◆ **INSTRUCTION**: Extract every line of the material below that contains the string "carport", matching case exactly.

Pointing and labeling entries
------------------------------------------------------------------------

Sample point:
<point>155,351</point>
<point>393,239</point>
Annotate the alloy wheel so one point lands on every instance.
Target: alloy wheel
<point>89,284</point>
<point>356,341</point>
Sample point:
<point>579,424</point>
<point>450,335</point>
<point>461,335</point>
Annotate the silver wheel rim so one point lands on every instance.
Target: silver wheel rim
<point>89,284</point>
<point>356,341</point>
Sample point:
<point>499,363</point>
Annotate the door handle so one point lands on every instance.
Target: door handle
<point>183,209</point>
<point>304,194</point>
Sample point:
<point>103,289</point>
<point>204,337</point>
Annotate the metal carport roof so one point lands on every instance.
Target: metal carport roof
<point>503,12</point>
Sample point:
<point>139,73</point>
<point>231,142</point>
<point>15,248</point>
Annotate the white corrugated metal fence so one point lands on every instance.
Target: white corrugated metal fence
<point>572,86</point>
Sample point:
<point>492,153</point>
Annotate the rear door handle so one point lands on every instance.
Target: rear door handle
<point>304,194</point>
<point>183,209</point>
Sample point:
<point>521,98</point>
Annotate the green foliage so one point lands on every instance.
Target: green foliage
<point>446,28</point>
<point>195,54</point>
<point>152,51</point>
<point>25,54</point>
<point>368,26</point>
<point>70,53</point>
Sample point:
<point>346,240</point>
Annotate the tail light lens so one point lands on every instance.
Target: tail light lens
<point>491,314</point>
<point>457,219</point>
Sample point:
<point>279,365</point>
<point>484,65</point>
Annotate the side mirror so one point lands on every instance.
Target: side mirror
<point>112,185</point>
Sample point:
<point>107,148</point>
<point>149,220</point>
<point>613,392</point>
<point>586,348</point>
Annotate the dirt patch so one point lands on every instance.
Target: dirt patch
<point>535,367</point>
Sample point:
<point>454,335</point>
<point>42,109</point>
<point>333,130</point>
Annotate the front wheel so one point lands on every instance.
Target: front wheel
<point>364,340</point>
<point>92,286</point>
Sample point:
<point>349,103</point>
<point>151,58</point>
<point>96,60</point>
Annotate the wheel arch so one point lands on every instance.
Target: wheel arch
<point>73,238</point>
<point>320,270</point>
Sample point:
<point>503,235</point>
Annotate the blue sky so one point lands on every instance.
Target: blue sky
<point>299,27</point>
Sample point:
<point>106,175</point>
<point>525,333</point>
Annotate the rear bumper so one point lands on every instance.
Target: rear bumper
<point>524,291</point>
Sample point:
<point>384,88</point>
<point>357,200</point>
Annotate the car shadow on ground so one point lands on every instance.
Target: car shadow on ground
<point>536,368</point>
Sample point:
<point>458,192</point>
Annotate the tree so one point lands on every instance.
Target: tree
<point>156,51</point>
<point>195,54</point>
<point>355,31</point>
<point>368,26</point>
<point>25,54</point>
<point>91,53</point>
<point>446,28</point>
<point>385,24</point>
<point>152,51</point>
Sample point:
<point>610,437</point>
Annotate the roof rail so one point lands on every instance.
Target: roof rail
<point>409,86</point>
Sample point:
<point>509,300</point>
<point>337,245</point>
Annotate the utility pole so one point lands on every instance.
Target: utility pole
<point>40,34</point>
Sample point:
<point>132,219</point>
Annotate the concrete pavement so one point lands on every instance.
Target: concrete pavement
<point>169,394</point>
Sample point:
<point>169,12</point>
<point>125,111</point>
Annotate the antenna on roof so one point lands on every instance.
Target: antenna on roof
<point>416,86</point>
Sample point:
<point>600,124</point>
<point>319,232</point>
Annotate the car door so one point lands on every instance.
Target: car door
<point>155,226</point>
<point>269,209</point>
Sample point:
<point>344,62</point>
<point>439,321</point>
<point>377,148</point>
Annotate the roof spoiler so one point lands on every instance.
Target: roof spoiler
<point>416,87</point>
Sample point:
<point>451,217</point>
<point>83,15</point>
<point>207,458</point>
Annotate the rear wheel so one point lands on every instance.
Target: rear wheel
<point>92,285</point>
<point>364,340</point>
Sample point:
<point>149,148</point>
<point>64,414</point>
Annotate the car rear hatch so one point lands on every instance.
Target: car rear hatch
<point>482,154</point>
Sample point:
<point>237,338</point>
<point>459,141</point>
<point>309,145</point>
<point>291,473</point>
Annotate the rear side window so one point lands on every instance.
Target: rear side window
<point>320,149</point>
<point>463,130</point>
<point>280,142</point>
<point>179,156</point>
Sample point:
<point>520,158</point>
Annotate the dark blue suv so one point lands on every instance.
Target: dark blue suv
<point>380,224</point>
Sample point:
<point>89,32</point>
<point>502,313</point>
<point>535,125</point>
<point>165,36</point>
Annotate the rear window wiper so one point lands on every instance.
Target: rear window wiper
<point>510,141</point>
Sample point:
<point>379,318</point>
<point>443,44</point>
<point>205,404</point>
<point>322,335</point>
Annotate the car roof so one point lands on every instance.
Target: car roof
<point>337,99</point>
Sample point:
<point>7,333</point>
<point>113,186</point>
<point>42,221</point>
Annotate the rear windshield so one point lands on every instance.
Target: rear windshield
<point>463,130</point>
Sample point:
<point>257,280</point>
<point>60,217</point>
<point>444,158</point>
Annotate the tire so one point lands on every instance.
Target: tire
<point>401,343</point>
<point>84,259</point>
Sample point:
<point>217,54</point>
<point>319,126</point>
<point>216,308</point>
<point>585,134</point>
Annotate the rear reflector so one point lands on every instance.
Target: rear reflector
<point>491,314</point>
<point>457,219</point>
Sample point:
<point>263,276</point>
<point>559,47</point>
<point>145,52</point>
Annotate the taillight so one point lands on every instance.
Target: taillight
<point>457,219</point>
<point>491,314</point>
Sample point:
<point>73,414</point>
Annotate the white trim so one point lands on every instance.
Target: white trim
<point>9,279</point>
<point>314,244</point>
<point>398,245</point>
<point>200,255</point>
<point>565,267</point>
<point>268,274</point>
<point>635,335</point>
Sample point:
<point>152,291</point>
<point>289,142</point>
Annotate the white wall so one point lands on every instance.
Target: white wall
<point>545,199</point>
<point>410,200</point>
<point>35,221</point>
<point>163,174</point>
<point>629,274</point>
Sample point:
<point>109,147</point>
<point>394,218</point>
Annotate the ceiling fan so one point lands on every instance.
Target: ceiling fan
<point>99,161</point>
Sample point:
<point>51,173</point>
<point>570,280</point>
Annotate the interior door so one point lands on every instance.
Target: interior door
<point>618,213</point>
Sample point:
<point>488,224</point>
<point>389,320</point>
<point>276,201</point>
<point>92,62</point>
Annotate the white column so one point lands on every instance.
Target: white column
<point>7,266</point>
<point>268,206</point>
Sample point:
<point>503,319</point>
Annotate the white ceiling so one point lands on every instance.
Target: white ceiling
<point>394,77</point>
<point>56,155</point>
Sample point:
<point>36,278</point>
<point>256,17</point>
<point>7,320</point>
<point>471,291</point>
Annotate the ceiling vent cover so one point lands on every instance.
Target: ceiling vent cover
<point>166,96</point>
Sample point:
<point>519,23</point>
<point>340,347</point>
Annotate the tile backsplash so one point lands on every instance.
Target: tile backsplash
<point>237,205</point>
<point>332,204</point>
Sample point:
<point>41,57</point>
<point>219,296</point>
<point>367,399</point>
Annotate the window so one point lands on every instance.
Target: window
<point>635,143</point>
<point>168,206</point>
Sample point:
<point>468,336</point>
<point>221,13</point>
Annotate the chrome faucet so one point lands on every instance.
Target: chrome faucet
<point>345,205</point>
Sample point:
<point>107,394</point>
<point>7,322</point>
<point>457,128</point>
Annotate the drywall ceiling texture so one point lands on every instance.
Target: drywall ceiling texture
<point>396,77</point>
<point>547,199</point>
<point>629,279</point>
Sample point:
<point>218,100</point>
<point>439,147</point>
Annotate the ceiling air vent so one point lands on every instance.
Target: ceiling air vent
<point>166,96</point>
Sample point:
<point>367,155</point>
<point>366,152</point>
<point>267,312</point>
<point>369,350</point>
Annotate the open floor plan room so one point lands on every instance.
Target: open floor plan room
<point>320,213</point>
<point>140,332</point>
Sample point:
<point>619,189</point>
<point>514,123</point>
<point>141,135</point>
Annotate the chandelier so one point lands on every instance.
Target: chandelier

------------------------------------------------------------------------

◆ **RESPONSE TO THE TASK**:
Annotate the metal carport roof so one point lands on every instance.
Target: metal carport roof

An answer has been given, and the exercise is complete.